━━ Data shown
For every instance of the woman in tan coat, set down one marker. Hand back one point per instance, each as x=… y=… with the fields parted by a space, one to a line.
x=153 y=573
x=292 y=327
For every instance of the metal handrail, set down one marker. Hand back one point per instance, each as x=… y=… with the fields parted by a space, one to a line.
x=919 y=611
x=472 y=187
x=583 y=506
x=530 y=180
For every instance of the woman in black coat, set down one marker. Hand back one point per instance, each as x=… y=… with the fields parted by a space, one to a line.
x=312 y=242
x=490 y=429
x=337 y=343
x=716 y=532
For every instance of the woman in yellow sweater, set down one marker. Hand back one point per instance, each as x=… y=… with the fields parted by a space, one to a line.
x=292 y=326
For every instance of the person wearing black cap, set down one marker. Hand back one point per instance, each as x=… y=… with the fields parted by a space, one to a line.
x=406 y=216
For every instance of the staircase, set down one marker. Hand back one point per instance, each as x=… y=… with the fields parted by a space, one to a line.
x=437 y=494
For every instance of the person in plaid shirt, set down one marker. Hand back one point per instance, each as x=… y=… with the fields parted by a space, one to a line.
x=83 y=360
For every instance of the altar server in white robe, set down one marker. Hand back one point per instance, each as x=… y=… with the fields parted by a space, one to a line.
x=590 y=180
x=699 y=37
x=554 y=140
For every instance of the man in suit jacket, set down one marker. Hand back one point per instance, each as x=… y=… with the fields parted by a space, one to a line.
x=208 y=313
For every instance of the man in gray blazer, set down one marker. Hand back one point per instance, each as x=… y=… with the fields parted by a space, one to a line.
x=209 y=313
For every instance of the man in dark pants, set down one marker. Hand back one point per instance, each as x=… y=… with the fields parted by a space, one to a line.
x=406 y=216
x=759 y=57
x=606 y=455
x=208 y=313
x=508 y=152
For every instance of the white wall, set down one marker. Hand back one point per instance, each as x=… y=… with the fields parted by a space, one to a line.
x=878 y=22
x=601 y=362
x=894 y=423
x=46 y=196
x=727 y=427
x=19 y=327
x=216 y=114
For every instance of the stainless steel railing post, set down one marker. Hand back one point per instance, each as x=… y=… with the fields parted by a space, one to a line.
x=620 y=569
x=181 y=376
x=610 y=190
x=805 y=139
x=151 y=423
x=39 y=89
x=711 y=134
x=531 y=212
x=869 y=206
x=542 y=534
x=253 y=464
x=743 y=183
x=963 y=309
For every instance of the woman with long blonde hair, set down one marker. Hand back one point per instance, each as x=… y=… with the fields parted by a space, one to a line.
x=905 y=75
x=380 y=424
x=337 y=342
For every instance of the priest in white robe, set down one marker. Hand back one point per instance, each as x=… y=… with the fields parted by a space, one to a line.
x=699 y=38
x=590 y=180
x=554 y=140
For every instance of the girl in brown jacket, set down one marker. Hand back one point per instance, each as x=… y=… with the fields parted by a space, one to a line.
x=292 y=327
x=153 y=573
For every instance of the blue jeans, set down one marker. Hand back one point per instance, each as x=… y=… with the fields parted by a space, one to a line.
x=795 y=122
━━━━
**Exercise directions**
Recast every one of the records above as a numbered list, leaving out any blank lines.

**Written response**
1. For every instance of the woman in tan coat, set down one marker. Hand back one point per instance, each as x=… y=… with the fields parted by a space, one to a line.
2. x=153 y=573
3. x=292 y=327
4. For every instance of the metal handrail, set down one marker. Hand back one point per instance, each as x=… y=… with the fields parted by a space, one to a line.
5. x=919 y=611
6. x=472 y=187
7. x=583 y=506
8. x=530 y=180
9. For every instance of the woman in black coat, set down one marker. Hand back one point per instance, each as x=… y=… with the fields parted by a space, one to a line.
10. x=312 y=242
11. x=490 y=429
12. x=337 y=343
13. x=716 y=532
14. For every instance of the woman in yellow sweater, set down one marker. Hand back one point per instance, each as x=… y=… with the fields parted by a space, one to a line.
15. x=292 y=326
16. For every instance of the person wearing black cap, set down one marker. Hand back one point per instance, each as x=… y=… with the fields parted by a space, one to a line.
17. x=406 y=216
18. For every instance of the staircase, set down one marker. Hand back one point per instance, each as x=… y=… with the fields parted by a space, one to a line.
19. x=437 y=494
20. For every instance of the person in plaid shirt, set down one marker. Hand back one point per instance, each as x=… y=… with the fields parted by a space, one to a line.
21. x=83 y=360
22. For every instance of the altar server in white robe, set down one marker. Hand back one point per instance, each as x=… y=… with the fields parted by a space, one to a line.
23. x=590 y=180
24. x=699 y=37
25. x=554 y=140
26. For every instance of the man in suit jacket, set down one marker. Hand back one point per instance, each as x=… y=… with the fields parted by a space, one to a line.
27. x=208 y=313
28. For every instance of the man in gray blazer, set down one marker. Hand back one point per instance, each as x=… y=… with the fields parted by a space, one to a line.
29. x=209 y=313
30. For every instance of the man in dark pants, set down one marker. Hand back one point per instance, each as x=… y=… with the fields parted by a space, one to a line.
31. x=406 y=216
32. x=759 y=57
33. x=606 y=455
34. x=208 y=313
35. x=508 y=152
36. For every instance of the white wall, set down one marker. Hand back one point per instance, each as x=… y=… with the fields parted by a space, one to a line.
37. x=878 y=22
38. x=601 y=362
39. x=894 y=423
40. x=46 y=196
41. x=727 y=427
42. x=19 y=327
43. x=216 y=114
44. For every instance of the stainless steel railing post, set down one marker. Hand back one point per instance, each as x=… y=… with the fields parted by a space, one to a line.
45. x=620 y=569
46. x=181 y=376
47. x=610 y=190
48. x=805 y=139
49. x=151 y=423
50. x=39 y=89
51. x=711 y=134
52. x=531 y=212
53. x=869 y=206
54. x=542 y=534
55. x=253 y=464
56. x=743 y=183
57. x=963 y=309
58. For every instance of the woman with long blonde hair, set down one marker. Hand back one point per instance, each as x=… y=… with the fields parted by a space, one to a line.
59. x=905 y=75
60. x=380 y=424
61. x=337 y=342
62. For every instance of the priest in white robe, set down one marker. Hand back one point per instance, each as x=… y=… with the fields parted by a space, one to a line.
63. x=699 y=38
64. x=590 y=180
65. x=554 y=140
66. For every instance of the girl in brown jacket, set down one marker. Hand back one point per instance, each as x=… y=… with the fields parted by a space, one to a line.
67. x=292 y=327
68. x=153 y=573
69. For every instance of the blue jeans, set down one marker. Hand back one point per instance, each as x=… y=… with the fields parted by a space, one to a line.
70. x=795 y=122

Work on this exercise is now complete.